[Opening READING PASSAGE section]

Both sides remain committed to the Super League, but that increasingly looks like a desperate gambit to stave off encroaching financial disaster. There will be very little super about Sunday’s game. Lionel Messi has gone, Cristiano Ronaldo has long since departed, and in the absence of the two superstars of the past 15 years, both clubs have struggled with the basics of team-building.

The good news for Barcelona is that it heads into Sunday’s Clásico having won back-to-back games for the first time this season, but it is still seventh in La Liga and there is little sense that those successive victories have done much to change the mood around the club. Last week’s 3–1 win over Valencia at least kept it within five points of league leader Real Sociedad (with a game in hand) and, perhaps more important, within two of Madrid, but such is the disillusionment that many of the 46,000 who turned out at the Camp Nou on Wednesday booed as the team saw out a 1–0 Champions League win over Dynamo Kiev.

Real Madrid faces Barcelona in El Clasico

Ansu Fati is back after a 10-month absence due to a knee injury and, after signing a six-year contract extension with a €1 billion buyout clause, should start. With him, Pedri and Gavi, plus the likes of Sergiño Dest, Riqui Puig and Yusuf Demir, there is perhaps some hope for the future. That is an extremely talented nucleus of young players. The danger is that the pressure is too great. Ideally, young players would be integrated slowly into a functioning unit, rather than being introduced en masse and left to sink or swim.

The pressure on Ronald Koeman at least has eased a little since he was publicly backed by club president Joan Laporta—although nobody really thinks that this is anything other than a marriage of convenience. Laporta was for a time fairly openly looking for replacements, before reluctantly concluding that given Barcelona’s financial position and the chaos around the club, there was no realistic candidate available. Koeman, unpopular as he is, does at least have three things going for him: He is of the Barça philosophy without being slavishly wedded to it; he has a track record of working successfully with young players; and he has an extremely thick skin.

[Closing READING PASSAGE section]
[Opening DATA UNDER STUDY section]

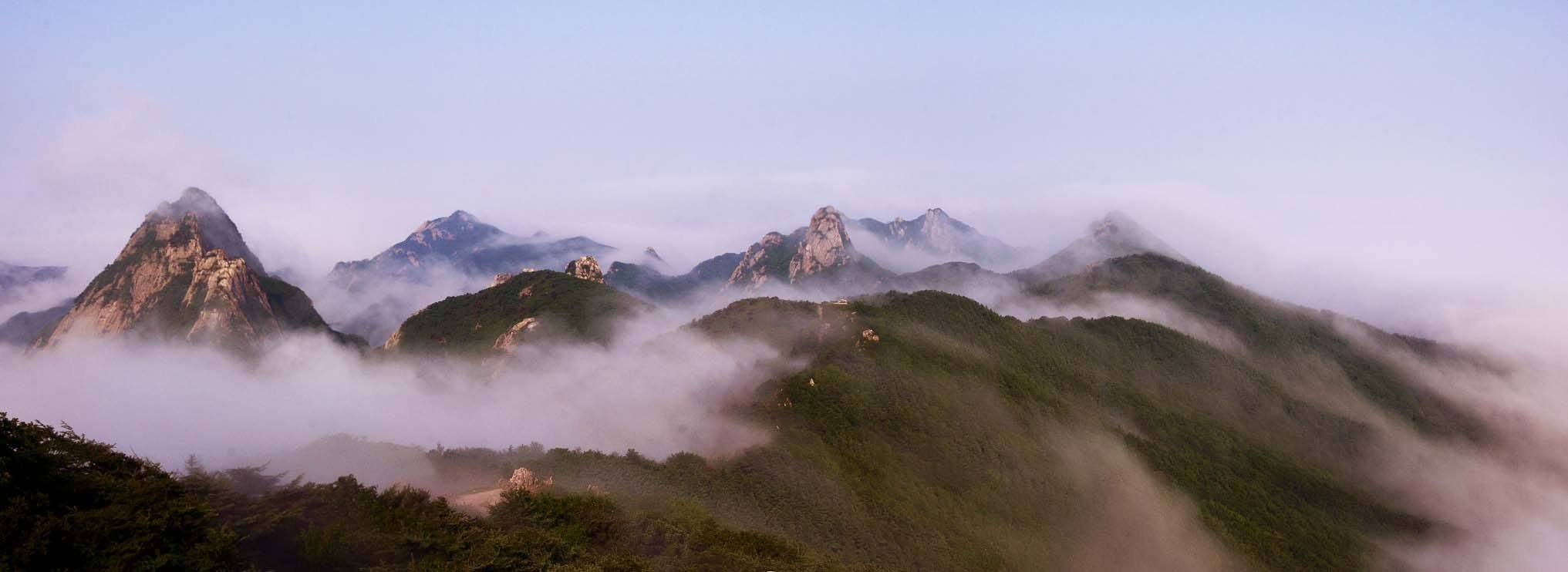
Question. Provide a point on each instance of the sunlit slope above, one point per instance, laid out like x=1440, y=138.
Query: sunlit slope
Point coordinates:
x=924, y=433
x=560, y=306
x=1280, y=338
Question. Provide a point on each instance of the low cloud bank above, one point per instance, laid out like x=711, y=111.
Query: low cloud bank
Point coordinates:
x=165, y=402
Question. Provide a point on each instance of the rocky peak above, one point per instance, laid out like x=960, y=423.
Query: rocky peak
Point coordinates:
x=214, y=226
x=652, y=257
x=585, y=268
x=185, y=273
x=759, y=261
x=825, y=245
x=460, y=226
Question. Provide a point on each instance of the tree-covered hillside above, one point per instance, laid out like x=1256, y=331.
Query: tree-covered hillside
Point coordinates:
x=568, y=308
x=919, y=432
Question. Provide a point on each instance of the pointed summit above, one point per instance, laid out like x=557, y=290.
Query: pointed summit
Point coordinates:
x=825, y=245
x=1109, y=237
x=185, y=273
x=936, y=234
x=217, y=229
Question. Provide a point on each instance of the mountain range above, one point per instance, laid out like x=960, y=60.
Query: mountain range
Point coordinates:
x=912, y=428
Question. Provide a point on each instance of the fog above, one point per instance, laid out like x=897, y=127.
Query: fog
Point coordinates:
x=657, y=394
x=1401, y=165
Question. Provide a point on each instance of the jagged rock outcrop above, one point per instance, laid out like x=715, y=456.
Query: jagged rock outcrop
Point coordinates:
x=585, y=268
x=763, y=259
x=1109, y=237
x=825, y=245
x=187, y=273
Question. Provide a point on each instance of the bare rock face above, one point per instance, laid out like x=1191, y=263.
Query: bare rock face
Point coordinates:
x=756, y=262
x=184, y=273
x=827, y=245
x=585, y=268
x=232, y=301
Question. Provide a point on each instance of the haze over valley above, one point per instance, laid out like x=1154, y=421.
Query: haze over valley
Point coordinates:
x=783, y=289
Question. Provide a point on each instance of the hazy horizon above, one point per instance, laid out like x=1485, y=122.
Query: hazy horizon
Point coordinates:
x=1402, y=167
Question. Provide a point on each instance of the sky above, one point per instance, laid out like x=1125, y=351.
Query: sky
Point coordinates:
x=1402, y=162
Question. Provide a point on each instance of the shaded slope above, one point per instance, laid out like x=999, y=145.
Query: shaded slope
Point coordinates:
x=919, y=438
x=460, y=242
x=25, y=326
x=1112, y=235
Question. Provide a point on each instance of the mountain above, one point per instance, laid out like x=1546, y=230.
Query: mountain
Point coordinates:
x=15, y=278
x=534, y=305
x=646, y=281
x=818, y=254
x=187, y=273
x=1283, y=338
x=89, y=506
x=942, y=237
x=25, y=326
x=461, y=244
x=1114, y=235
x=926, y=432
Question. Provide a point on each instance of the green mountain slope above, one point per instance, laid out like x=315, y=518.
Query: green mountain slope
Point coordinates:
x=918, y=438
x=1281, y=336
x=474, y=323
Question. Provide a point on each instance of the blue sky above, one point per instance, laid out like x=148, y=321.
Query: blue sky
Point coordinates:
x=1296, y=148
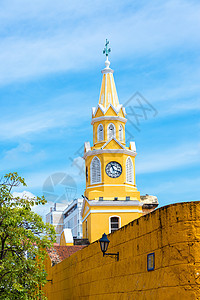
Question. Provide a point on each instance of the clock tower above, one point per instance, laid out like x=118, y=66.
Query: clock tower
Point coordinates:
x=111, y=195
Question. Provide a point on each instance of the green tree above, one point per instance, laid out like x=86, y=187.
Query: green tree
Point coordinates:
x=23, y=240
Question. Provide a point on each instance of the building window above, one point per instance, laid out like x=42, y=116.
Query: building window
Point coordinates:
x=120, y=132
x=95, y=171
x=114, y=224
x=129, y=170
x=111, y=131
x=100, y=135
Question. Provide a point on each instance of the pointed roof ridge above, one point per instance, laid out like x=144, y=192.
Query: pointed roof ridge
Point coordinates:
x=105, y=109
x=113, y=138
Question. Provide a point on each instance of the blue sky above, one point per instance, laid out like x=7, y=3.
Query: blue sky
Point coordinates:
x=51, y=58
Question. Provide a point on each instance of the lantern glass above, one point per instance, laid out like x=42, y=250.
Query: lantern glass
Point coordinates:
x=104, y=242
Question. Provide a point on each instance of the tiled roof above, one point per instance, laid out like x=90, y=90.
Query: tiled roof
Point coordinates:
x=59, y=253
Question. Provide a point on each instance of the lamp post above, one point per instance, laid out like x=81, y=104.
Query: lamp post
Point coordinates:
x=104, y=242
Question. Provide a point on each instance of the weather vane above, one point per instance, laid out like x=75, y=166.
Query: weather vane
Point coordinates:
x=106, y=50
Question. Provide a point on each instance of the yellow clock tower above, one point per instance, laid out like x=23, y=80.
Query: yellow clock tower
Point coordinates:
x=111, y=196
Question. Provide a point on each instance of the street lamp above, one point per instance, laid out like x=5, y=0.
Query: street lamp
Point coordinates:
x=104, y=242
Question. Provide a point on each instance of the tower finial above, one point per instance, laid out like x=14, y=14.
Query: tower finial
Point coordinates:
x=106, y=50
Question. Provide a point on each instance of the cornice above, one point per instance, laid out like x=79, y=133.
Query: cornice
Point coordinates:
x=116, y=118
x=101, y=151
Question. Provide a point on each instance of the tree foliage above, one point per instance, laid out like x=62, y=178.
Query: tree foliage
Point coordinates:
x=23, y=240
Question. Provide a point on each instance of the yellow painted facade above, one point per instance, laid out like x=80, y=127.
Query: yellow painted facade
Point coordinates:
x=110, y=152
x=63, y=241
x=172, y=233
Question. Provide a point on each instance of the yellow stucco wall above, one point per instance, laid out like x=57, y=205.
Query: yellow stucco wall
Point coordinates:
x=171, y=232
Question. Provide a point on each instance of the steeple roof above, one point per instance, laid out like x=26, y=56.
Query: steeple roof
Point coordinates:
x=108, y=93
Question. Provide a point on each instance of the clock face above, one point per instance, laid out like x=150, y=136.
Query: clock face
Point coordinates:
x=113, y=169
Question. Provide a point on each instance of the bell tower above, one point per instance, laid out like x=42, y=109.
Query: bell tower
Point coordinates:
x=110, y=165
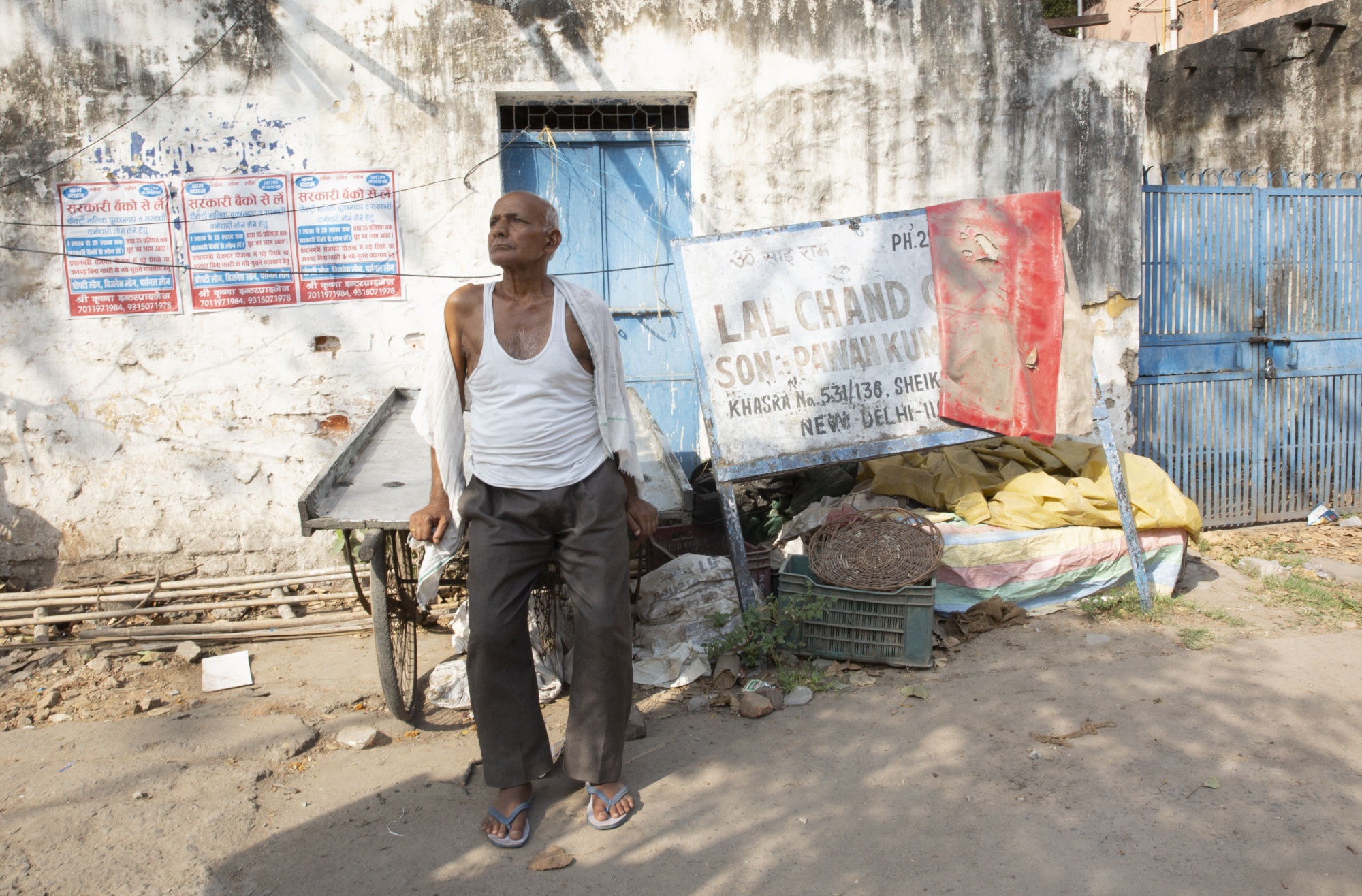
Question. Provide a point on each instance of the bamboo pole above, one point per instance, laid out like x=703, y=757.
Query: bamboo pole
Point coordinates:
x=161, y=593
x=273, y=579
x=170, y=609
x=148, y=635
x=208, y=628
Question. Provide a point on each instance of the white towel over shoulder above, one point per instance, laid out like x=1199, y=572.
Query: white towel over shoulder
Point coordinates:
x=439, y=416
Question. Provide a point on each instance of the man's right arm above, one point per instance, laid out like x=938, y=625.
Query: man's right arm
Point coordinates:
x=431, y=522
x=428, y=524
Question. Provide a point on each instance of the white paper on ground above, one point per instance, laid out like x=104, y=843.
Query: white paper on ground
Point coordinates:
x=228, y=671
x=449, y=686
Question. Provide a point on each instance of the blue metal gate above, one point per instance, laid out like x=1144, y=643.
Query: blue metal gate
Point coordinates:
x=623, y=197
x=1250, y=390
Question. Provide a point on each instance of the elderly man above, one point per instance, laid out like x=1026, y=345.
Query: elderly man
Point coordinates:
x=537, y=363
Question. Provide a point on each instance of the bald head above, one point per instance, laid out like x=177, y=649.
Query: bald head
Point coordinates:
x=548, y=214
x=524, y=231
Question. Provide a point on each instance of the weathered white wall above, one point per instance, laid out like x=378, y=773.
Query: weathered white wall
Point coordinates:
x=168, y=442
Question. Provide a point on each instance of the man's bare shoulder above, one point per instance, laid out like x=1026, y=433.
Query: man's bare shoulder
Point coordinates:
x=465, y=300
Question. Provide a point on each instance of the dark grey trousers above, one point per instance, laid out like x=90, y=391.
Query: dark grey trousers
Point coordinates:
x=511, y=534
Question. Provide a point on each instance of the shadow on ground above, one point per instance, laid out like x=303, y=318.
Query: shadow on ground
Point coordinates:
x=853, y=795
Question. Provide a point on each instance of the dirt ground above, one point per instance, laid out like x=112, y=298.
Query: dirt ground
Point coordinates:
x=247, y=793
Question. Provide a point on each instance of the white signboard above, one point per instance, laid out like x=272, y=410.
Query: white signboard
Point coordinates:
x=817, y=338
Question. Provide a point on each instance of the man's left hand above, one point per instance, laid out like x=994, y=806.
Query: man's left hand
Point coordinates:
x=644, y=518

[Closing DATA UNDER STUDY section]

SET OF TASKS:
1. In the article on the Barcelona–Real Madrid Clásico, how many people turned out at the Camp Nou on Wednesday?
2. Pick up the article on the Barcelona–Real Madrid Clásico right after its last sentence and continue it.

RESPONSES TO THE EXERCISE:
1. 46,000.

2.
If the situation at Madrid seems relatively benign, that’s more an indication of how bad things are at Barcelona. The debt is still vast, the midfield is still ancient, and Florentino Pérez, the naked emperor, still believes in his Super League project and spent the summer role-playing being the president of a wealthy club, pretending Madrid could afford to buy Kylian Mbappé rather than addressing any of the actual issues.

Form this season has been patchy. While Karim Benzema, whose trial for alleged involvement in blackmailing his international teammate Mathieu Valbuena over a sex tape is concluding Friday (Benzema did not appear in person, and a verdict is expected in a month's time; prosecutors have asked that Benzema be fined the maximum amount of $87,000 and be given a 10-month suspended jail sentence), has been in the form of his life, and Vinícius Júnior is beginning to deliver on early promise, there have also been defeats to Sheriff Tiraspol and Espanyol.

A Madrid win, even at this stage, would knock Barcelona further out of the title race, perhaps even already to a prohibitive place, but the game feels more significant for what it is not. This is not the pinnacle of the world game anymore. La Liga's place in the upper echelon is dwindling. In 2020, it was the first year since 2007 that there were no Spanish sides in the semifinals of the Champions League, and while Madrid got there last season, it was well beaten by Chelsea.

The cycle has moved on. Pandemic economics and the ownership structures of Manchester City, Chelsea and Paris Saint-Germain perhaps would have counted against La Liga, anyway, but it’s hard to avoid the sense of a supremacy needlessly and wastefully squandered. Sunday will still be a Clásico, with all its attendant intrigue, but this is no longer the game that stops the world.